_課題_:
下のページ本文から、「就業規則は会社(使用者)と従」で始まり「は修正)する役割を担います。」で終わる部分を一字も変えずに引用せよ。

就業規則は会社(使用者)と従業員(労働者)との雇用契約関係についてのルールブックといえるものですが、その整備が万全にされているケースは極めて稀であるという印象です。
今回は就業規則作成の基本と注意点について弁護士の目線から解説をしていきます。

就業規則とは?

就業規則とは、会社と従業員との間の労働条件の具体的内容や従業員が業務を行う上で守るべき規律等をまとめた規則集のことをいいます。
就業規則は、職場に数多く存在する従業員の労働条件等を画一的に定めるものであり、個々の従業員との間で取り交わされる雇用契約書を補完(場合によっては修正)する役割を担います。

就業規則のあり方については、会社で定めるすべての規則を1冊の就業規則としてまとめてしまう場合、賃金や退職金といった重要な項目に関して基本となる就業規則とは別に賃金規程・退職金規程を作成する場合、従業員の雇用形態によって正社員用の就業規則、パート・アルバイト用の就業規則を作成する場合など様々なバリエーションがあり得ます。

_元データ_:

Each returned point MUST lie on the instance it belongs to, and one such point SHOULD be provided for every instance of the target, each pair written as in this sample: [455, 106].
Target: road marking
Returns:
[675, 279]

_解答_:
就業規則は会社(使用者)と従業員(労働者)との雇用契約関係についてのルールブックといえるものですが、その整備が万全にされているケースは極めて稀であるという印象です。
今回は就業規則作成の基本と注意点について弁護士の目線から解説をしていきます。

就業規則とは?

就業規則とは、会社と従業員との間の労働条件の具体的内容や従業員が業務を行う上で守るべき規律等をまとめた規則集のことをいいます。
就業規則は、職場に数多く存在する従業員の労働条件等を画一的に定めるものであり、個々の従業員との間で取り交わされる雇用契約書を補完(場合によっては修正)する役割を担います。